-- Start of Input --
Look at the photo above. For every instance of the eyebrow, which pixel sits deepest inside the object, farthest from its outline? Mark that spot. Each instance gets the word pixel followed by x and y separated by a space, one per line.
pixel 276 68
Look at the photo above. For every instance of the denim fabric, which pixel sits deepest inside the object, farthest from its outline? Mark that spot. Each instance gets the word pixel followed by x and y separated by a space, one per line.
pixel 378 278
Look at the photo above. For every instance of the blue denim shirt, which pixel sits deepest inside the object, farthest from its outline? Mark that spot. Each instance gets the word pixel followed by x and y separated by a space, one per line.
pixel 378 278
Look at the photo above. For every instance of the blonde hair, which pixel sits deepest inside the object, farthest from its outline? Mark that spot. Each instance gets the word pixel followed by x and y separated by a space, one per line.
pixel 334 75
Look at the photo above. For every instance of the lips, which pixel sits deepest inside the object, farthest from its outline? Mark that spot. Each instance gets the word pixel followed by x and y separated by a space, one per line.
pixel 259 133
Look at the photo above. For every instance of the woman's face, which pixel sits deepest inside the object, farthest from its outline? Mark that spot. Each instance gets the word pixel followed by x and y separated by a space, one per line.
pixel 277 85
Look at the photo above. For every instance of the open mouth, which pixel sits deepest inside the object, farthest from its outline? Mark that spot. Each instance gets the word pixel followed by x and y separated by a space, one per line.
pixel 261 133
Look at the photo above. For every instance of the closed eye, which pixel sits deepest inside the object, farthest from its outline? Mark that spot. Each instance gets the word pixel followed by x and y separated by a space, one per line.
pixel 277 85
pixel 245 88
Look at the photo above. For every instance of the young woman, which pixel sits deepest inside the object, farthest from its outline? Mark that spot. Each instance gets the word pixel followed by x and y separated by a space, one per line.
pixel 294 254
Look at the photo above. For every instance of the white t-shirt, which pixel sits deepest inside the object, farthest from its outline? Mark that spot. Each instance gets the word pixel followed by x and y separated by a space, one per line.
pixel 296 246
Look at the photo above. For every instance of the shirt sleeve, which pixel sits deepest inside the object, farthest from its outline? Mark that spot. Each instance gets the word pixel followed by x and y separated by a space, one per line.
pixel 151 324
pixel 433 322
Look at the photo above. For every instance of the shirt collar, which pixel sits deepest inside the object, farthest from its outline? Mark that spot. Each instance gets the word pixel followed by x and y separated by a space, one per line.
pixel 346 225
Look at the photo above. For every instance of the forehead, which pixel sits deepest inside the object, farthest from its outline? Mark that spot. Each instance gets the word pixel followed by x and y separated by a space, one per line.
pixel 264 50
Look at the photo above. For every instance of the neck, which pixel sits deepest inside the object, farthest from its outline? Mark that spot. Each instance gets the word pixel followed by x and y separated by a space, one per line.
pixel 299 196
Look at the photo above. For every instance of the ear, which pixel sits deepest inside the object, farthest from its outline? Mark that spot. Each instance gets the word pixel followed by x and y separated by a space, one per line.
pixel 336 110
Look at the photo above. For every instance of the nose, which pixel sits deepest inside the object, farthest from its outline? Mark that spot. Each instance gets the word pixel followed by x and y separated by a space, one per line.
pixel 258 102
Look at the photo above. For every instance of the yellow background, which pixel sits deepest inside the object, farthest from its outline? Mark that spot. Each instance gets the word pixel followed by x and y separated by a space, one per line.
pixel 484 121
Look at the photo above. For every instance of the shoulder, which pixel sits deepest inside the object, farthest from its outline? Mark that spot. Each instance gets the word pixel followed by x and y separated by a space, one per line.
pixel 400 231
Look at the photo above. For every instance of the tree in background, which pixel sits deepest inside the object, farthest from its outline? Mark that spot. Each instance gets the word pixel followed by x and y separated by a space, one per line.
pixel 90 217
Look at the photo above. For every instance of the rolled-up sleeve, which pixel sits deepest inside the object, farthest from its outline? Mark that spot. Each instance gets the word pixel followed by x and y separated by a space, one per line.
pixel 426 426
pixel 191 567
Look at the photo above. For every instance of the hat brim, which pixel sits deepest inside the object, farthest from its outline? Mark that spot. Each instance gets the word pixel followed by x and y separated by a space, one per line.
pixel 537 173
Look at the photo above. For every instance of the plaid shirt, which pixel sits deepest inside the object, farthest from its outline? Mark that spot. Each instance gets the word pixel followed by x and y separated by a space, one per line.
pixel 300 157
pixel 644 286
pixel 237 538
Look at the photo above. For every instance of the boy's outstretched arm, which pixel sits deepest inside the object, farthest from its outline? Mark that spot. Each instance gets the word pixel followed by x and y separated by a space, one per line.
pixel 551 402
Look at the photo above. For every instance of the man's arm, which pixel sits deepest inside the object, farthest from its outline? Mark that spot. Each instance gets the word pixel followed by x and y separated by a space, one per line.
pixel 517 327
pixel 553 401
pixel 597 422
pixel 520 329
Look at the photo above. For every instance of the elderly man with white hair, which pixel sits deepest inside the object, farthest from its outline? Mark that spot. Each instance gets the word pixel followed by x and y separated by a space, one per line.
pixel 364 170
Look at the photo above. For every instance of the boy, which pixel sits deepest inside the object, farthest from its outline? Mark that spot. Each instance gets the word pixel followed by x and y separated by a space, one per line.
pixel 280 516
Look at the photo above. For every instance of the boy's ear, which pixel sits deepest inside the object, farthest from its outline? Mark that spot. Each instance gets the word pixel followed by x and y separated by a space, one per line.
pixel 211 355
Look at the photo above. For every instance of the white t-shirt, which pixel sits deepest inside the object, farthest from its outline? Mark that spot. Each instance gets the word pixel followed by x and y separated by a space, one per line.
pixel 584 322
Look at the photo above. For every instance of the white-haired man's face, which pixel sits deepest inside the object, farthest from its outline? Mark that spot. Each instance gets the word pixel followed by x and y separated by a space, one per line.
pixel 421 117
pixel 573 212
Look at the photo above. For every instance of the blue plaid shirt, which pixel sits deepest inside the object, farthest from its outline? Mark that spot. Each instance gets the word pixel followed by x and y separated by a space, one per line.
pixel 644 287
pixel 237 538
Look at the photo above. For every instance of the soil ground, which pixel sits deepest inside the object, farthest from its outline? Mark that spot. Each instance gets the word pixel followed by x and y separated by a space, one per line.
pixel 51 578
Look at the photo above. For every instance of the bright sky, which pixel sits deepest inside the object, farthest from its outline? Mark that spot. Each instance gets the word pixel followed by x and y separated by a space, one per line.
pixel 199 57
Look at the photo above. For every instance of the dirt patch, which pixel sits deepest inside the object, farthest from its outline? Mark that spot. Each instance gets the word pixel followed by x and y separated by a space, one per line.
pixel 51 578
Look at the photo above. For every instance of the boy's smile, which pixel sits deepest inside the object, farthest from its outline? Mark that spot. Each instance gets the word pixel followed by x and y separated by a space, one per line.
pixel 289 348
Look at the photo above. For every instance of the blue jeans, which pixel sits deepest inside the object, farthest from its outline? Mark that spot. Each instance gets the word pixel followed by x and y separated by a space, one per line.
-- End of Input --
## [Stated exercise]
Reproduce the records verbatim from the line containing "boy's ear, which" through the line containing "pixel 211 355", including both of those lines.

## [Exercise output]
Look at the photo above. For every instance of the boy's ear, which pixel sits deepest inside the object, farthest from its outline? Mark that spot. Each instance gets the word pixel followed by x and y separated by a space, one per line.
pixel 211 355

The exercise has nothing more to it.